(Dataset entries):
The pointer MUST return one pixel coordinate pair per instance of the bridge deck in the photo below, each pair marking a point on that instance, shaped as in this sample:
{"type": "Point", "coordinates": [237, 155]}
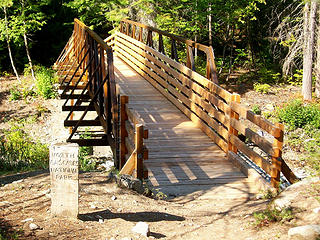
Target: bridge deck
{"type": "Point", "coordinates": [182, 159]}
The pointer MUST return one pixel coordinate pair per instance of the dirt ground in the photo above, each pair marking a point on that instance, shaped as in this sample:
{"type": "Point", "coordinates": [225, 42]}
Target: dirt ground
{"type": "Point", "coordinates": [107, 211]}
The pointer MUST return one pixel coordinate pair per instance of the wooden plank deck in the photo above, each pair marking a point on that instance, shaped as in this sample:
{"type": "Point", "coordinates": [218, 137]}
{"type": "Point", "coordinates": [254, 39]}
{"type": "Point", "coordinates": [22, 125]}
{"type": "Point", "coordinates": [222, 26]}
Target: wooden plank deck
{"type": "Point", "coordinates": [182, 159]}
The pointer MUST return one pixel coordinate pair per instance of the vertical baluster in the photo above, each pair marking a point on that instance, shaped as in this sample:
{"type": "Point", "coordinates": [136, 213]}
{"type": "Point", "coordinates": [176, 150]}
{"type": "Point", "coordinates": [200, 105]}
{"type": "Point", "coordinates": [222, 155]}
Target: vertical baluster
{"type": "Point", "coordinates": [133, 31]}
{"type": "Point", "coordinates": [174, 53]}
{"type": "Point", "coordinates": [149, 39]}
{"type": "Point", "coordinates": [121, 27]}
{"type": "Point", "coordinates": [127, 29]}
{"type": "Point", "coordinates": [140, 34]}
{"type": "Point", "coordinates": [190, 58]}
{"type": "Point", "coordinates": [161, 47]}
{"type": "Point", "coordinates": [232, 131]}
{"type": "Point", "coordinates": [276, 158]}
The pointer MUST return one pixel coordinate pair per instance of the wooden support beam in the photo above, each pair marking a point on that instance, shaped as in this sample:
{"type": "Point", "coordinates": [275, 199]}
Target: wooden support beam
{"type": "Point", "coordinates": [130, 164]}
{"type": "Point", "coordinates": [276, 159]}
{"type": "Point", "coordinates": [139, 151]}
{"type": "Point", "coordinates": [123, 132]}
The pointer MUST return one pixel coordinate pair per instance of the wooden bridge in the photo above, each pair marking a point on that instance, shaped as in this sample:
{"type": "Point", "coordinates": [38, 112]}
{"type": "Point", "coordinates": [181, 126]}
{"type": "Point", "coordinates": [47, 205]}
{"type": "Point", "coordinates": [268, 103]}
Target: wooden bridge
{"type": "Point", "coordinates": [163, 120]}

* * *

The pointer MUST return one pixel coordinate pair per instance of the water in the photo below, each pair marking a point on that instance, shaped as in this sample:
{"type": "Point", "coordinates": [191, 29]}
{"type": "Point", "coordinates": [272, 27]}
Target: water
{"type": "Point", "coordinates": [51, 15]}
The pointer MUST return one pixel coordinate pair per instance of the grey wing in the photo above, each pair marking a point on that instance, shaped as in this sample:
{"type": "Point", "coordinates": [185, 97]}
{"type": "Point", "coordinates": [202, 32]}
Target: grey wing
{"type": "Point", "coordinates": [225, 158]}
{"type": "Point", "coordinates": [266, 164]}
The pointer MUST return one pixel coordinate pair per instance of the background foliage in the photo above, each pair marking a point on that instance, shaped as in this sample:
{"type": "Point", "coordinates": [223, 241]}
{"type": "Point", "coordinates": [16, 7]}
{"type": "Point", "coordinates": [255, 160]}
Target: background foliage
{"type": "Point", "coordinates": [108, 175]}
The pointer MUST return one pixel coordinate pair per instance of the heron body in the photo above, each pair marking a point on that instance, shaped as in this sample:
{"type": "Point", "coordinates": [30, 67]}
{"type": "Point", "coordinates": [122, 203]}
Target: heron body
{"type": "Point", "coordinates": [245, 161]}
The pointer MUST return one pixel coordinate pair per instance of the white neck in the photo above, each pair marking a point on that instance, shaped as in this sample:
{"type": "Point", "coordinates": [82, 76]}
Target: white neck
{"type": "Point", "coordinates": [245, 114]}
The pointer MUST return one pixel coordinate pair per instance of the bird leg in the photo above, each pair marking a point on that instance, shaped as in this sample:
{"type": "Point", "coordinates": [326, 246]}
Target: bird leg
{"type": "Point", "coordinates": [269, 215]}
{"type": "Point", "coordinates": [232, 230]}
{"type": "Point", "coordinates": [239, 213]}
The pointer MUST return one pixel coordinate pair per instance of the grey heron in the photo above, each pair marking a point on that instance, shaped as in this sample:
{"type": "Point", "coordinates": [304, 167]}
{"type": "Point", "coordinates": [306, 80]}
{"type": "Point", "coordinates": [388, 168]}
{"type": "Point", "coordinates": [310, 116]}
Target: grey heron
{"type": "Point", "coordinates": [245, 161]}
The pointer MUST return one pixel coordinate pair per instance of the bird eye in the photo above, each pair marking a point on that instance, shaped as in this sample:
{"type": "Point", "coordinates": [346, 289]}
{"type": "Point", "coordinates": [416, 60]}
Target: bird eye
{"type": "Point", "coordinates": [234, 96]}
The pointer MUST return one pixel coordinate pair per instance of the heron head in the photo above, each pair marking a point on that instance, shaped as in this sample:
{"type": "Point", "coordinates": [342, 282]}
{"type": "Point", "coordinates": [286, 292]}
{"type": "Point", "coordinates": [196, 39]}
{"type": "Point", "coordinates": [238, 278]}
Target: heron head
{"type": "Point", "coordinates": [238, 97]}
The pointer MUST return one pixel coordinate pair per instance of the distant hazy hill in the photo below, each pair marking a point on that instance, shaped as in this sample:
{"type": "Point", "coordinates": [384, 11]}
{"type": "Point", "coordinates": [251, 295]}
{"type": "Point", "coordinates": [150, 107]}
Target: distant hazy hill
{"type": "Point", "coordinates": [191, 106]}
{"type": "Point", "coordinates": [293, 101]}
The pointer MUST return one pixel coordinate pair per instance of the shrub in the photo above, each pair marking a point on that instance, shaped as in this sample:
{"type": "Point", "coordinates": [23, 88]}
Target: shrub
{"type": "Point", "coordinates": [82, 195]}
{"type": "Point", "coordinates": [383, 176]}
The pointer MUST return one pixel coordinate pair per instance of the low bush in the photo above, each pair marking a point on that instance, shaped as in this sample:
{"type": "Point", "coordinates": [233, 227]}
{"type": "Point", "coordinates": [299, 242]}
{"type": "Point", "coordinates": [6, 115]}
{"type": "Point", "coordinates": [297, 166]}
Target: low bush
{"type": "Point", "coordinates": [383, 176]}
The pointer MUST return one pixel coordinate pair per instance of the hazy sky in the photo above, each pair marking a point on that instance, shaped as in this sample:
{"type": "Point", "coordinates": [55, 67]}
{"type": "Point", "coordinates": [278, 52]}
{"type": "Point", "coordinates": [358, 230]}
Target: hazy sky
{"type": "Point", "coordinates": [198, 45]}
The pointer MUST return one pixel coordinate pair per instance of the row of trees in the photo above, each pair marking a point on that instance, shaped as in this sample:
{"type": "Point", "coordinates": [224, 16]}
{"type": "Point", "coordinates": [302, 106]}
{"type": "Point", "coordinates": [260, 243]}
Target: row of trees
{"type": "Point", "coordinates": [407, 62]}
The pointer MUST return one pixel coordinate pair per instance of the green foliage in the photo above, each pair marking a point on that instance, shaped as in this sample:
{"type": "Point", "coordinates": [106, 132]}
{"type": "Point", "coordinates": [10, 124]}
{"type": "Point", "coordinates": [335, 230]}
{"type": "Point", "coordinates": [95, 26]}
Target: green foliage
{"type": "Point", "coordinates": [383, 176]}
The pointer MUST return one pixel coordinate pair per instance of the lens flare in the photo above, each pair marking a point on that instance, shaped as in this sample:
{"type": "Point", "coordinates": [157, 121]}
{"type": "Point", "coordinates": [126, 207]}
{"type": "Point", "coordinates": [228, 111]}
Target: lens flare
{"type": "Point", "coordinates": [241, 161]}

(ACTIVITY): Look through the entries above, and wherever a line holds the word "below", copy it.

(RESULT OF THIS EXERCISE):
The pointer MUST return one pixel coordinate pair per instance of the bridge deck in the photo below, each pair marking a point on that instance, shaped as in this sample:
The pointer MUST return one pixel coordinate pair per instance of the water in the photo below, each pair marking a point on that instance, shaped as in this sample:
The pointer MUST return one pixel coordinate pair per instance of the distant hazy hill in the photo below, each pair marking a point on that instance, shaped as in this sample:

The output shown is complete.